Tasks and exercises |
1) In the CGC thread, what would Finn not do for a period of time during the test?
2) Carry the CGC thread forward from the point where it stops.
====== Study text
# A CGC title tonight



## Bellesdad0417 (May 18, 2014)

My boy Finn passed his CCG tonight! :cheers2:

I was worried for a moment because for a period of time there he just shut down on me and wouldn't go in a down. Then at the end when it was all over he started zoomie poodle and so I tackled him and everyone was like oh look their playing. Hell no i was holding on for dear life.


----------



## Beaches (Jan 25, 2014)

:biggrin1:Wow congratulations to you both. Yay Finn!


----------



## MollyMuiMa (Oct 13, 2012)

Congrats!!! You're a good boy Finn!!!!


----------



## SPGem (Jul 28, 2014)

Congratulations! That's a great accomplishment for you both!


----------



## Minnie (Apr 25, 2011)
============
====== Record excerpts
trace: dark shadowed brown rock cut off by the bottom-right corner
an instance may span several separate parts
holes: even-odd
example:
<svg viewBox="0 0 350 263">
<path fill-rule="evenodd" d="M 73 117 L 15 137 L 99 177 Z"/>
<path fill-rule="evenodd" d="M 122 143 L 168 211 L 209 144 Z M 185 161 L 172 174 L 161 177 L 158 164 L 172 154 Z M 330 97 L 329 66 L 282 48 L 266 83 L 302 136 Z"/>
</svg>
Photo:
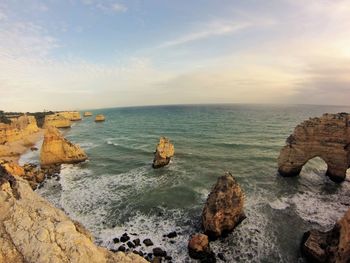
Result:
<svg viewBox="0 0 350 263">
<path fill-rule="evenodd" d="M 301 249 L 310 262 L 350 262 L 350 209 L 330 231 L 306 232 Z"/>
</svg>

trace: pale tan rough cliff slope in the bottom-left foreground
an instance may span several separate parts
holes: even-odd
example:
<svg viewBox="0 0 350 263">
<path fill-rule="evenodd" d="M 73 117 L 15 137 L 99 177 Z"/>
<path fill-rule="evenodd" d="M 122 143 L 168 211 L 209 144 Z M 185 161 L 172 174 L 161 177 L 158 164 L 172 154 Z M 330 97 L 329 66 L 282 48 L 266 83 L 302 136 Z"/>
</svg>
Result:
<svg viewBox="0 0 350 263">
<path fill-rule="evenodd" d="M 89 232 L 0 167 L 0 262 L 147 262 L 94 245 Z"/>
</svg>

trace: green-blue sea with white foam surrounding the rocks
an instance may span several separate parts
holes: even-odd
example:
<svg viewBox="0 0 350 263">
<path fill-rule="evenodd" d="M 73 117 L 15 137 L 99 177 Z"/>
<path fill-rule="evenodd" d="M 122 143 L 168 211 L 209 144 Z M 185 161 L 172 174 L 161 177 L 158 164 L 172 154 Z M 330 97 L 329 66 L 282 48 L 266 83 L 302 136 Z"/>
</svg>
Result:
<svg viewBox="0 0 350 263">
<path fill-rule="evenodd" d="M 206 198 L 225 172 L 241 185 L 247 216 L 226 238 L 210 243 L 226 262 L 306 262 L 300 253 L 303 233 L 332 228 L 350 208 L 350 169 L 341 184 L 325 176 L 319 158 L 297 177 L 277 173 L 279 151 L 297 124 L 350 107 L 225 104 L 90 111 L 104 114 L 106 121 L 86 117 L 62 130 L 86 151 L 88 161 L 62 165 L 60 177 L 36 191 L 83 223 L 98 245 L 117 249 L 113 238 L 127 232 L 141 241 L 150 238 L 172 262 L 196 262 L 187 243 L 201 231 Z M 171 140 L 175 156 L 168 166 L 153 169 L 160 136 Z M 39 151 L 24 154 L 20 162 L 38 160 Z M 177 237 L 167 238 L 172 231 Z"/>
</svg>

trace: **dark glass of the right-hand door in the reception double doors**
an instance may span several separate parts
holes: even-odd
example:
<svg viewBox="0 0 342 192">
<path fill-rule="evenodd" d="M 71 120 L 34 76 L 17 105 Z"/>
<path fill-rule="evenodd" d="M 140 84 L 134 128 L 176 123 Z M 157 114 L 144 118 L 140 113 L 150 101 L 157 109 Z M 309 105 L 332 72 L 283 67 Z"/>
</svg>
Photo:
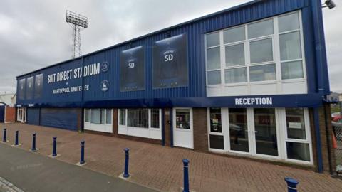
============
Task-by-task answers |
1) He would not go into a down.

2)
OMG laughing with you seriously - poodles are just grand! Congratulations!!!


----------



## Charmed (Aug 4, 2014)

Good catch on the zoomie poodle! What perfect timing that he waited until after it was all over. Congratulations.


----------



## Chagall's mom (Jan 9, 2010)

*Congratulations!* :whoo: Loved reading about Finn's celebration zoomies afterwards, he earned it!:vroam:


----------



## Mfmst (Jun 18, 2014)

Congratulations to you both! I would be doing "zoomies" too!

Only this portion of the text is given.